— begin MATERIAL PROVIDED —
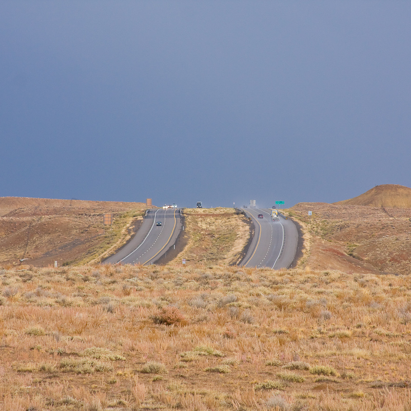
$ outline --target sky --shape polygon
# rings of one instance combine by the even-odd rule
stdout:
[[[0,197],[261,207],[411,187],[411,2],[0,2]]]

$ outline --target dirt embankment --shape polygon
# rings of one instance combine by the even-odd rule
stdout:
[[[353,272],[411,271],[410,208],[300,203],[289,211],[311,238],[304,266]]]
[[[243,258],[250,228],[245,216],[233,208],[185,208],[186,246],[174,262],[236,264]]]
[[[144,203],[0,198],[0,264],[37,266],[97,260],[129,238]],[[103,214],[112,213],[112,225]]]

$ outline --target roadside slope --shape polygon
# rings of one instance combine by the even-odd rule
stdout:
[[[354,273],[411,271],[410,208],[300,203],[287,211],[304,231],[298,267]]]
[[[411,208],[411,188],[399,184],[382,184],[376,186],[357,197],[334,204],[338,205]]]
[[[184,208],[187,245],[171,263],[237,264],[250,237],[249,221],[233,208]]]
[[[134,233],[146,208],[144,203],[0,198],[0,263],[100,261]],[[112,229],[103,225],[105,213],[113,213]]]

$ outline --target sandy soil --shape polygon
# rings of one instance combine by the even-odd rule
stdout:
[[[131,235],[143,203],[0,198],[0,264],[74,263]],[[103,215],[113,213],[112,229]]]

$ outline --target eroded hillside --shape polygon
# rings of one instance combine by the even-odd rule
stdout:
[[[0,263],[36,266],[87,262],[116,247],[139,226],[146,205],[15,197],[0,198]],[[103,225],[113,213],[112,227]]]

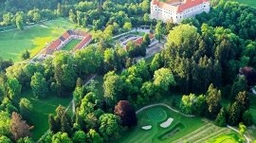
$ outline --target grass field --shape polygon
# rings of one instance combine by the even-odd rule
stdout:
[[[207,143],[237,143],[237,142],[245,142],[245,138],[241,137],[236,133],[230,132],[230,134],[221,134],[217,137],[210,139]]]
[[[152,108],[162,108],[167,117],[173,117],[174,121],[171,126],[163,129],[159,126],[161,122],[157,122],[150,118],[149,112],[151,108],[143,110],[137,114],[138,125],[133,129],[124,132],[121,134],[119,142],[121,143],[135,143],[135,142],[146,142],[146,143],[170,143],[173,142],[187,134],[204,126],[205,122],[199,117],[186,117],[179,114],[176,114],[170,109],[163,106],[155,106]],[[155,113],[157,116],[157,113]],[[167,119],[167,117],[165,119]],[[142,126],[152,125],[152,129],[144,131],[141,129]]]
[[[27,29],[0,33],[0,57],[17,62],[19,54],[28,49],[31,56],[41,51],[46,44],[60,37],[66,29],[76,28],[67,19],[58,18],[37,24]]]
[[[193,132],[175,140],[174,143],[187,141],[188,143],[237,143],[240,140],[246,141],[243,136],[229,128],[215,126],[211,122],[194,130]]]
[[[71,100],[71,97],[69,98],[61,98],[55,96],[38,99],[34,98],[31,90],[22,93],[21,96],[29,99],[33,105],[30,119],[34,126],[31,131],[32,138],[35,140],[38,140],[48,130],[48,115],[55,114],[55,109],[59,105],[67,107]]]
[[[72,39],[62,48],[62,50],[72,50],[82,40]]]
[[[256,1],[255,0],[234,0],[234,1],[256,8]]]

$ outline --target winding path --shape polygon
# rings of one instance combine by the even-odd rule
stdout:
[[[165,107],[167,107],[168,109],[172,110],[173,112],[177,113],[177,114],[180,114],[180,115],[182,115],[182,116],[187,116],[187,117],[193,117],[193,116],[193,116],[193,115],[185,115],[185,114],[181,113],[180,111],[175,110],[175,109],[172,108],[171,106],[169,106],[169,105],[167,105],[167,104],[165,104],[165,103],[155,103],[155,104],[151,104],[151,105],[148,105],[148,106],[144,106],[144,107],[140,108],[139,110],[137,110],[137,111],[136,112],[136,114],[138,114],[138,113],[140,113],[142,110],[145,110],[145,109],[148,109],[148,108],[151,108],[151,107],[154,107],[154,106],[165,106]]]

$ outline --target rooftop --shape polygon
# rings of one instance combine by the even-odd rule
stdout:
[[[180,13],[189,8],[200,5],[204,2],[209,2],[209,0],[152,0],[151,4]]]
— end MATERIAL PROVIDED —
### WHAT TO DO
Copy every line of the data above without changes, leaving out the pictures.

### FULL ANSWER
$ outline --target sky --shape polygon
# rings of one instance combine by the even-odd rule
stdout:
[[[0,197],[261,207],[411,187],[411,2],[0,2]]]

$ outline --target dirt embankment --shape polygon
# rings of one instance combine by the even-odd rule
stdout:
[[[353,272],[411,271],[410,208],[300,203],[289,211],[311,238],[304,266]]]
[[[243,258],[250,228],[245,216],[233,208],[185,208],[186,246],[174,262],[236,264]]]
[[[144,203],[0,198],[0,264],[37,266],[97,260],[129,238]],[[103,214],[112,213],[112,225]]]

$ outline --target roadside slope --shape polygon
# rings of one instance combine by the even-odd rule
stdout:
[[[354,273],[411,271],[410,208],[300,203],[287,211],[304,231],[298,267]]]
[[[411,208],[411,188],[399,184],[382,184],[376,186],[357,197],[334,204],[338,205]]]
[[[184,208],[187,245],[171,263],[237,264],[250,237],[249,221],[233,208]]]
[[[134,233],[146,208],[144,203],[0,198],[0,263],[100,261]],[[112,229],[103,225],[105,213],[113,213]]]

$ outline --target sandy soil --shape polygon
# rings of one instance combine by the even-odd rule
stdout:
[[[131,235],[143,203],[0,198],[0,264],[74,263]],[[103,215],[113,213],[112,229]]]

$ outline --target eroded hillside --shape polygon
# rings of one instance combine by the even-odd rule
stdout:
[[[0,263],[36,266],[87,262],[116,247],[139,226],[146,205],[15,197],[0,198]],[[103,225],[113,213],[112,227]]]

$ outline --target grass field --shape polygon
# rings of one instance combine by the even-odd rule
stdout:
[[[207,143],[237,143],[237,142],[245,142],[245,138],[241,137],[236,133],[230,132],[230,134],[221,134],[217,137],[210,139]]]
[[[152,108],[162,108],[167,117],[173,117],[174,121],[171,126],[163,129],[159,126],[161,122],[157,122],[150,118],[149,112],[151,108],[143,110],[137,114],[138,125],[133,129],[124,132],[121,134],[119,142],[121,143],[135,143],[135,142],[146,142],[146,143],[170,143],[173,142],[187,134],[204,126],[205,122],[199,117],[186,117],[179,114],[176,114],[170,109],[163,106],[155,106]],[[155,113],[157,116],[157,113]],[[167,119],[167,117],[165,119]],[[142,126],[152,125],[152,129],[144,131],[141,129]]]
[[[27,29],[0,33],[0,57],[17,62],[19,54],[28,49],[31,56],[41,51],[46,44],[60,37],[66,29],[76,28],[67,19],[58,18],[37,24]]]
[[[193,132],[175,140],[174,143],[187,141],[188,143],[237,143],[240,140],[246,141],[243,136],[229,128],[215,126],[211,122],[194,130]]]
[[[71,100],[71,97],[69,98],[61,98],[55,96],[38,99],[34,98],[31,90],[22,93],[21,96],[29,99],[33,105],[30,119],[34,126],[31,131],[32,138],[35,140],[38,140],[48,130],[48,115],[55,114],[55,109],[59,105],[67,107]]]
[[[72,39],[62,48],[62,50],[72,50],[82,40]]]
[[[256,1],[255,0],[234,0],[234,1],[256,8]]]

$ outline --target winding path --shape polygon
# rings of one instance combine by the even-odd rule
stdout:
[[[165,107],[167,107],[168,109],[172,110],[173,112],[177,113],[177,114],[180,114],[180,115],[182,115],[182,116],[187,116],[187,117],[193,117],[193,116],[193,116],[193,115],[185,115],[185,114],[181,113],[180,111],[175,110],[175,109],[172,108],[171,106],[169,106],[169,105],[167,105],[167,104],[165,104],[165,103],[155,103],[155,104],[151,104],[151,105],[148,105],[148,106],[144,106],[144,107],[140,108],[139,110],[137,110],[137,111],[136,112],[136,114],[138,114],[138,113],[140,113],[142,110],[145,110],[145,109],[148,109],[148,108],[151,108],[151,107],[154,107],[154,106],[165,106]]]

$ outline --target rooftop --shape polygon
# rings of one instance combine by the even-odd rule
stdout:
[[[180,13],[189,8],[200,5],[204,2],[209,2],[209,0],[152,0],[151,4]]]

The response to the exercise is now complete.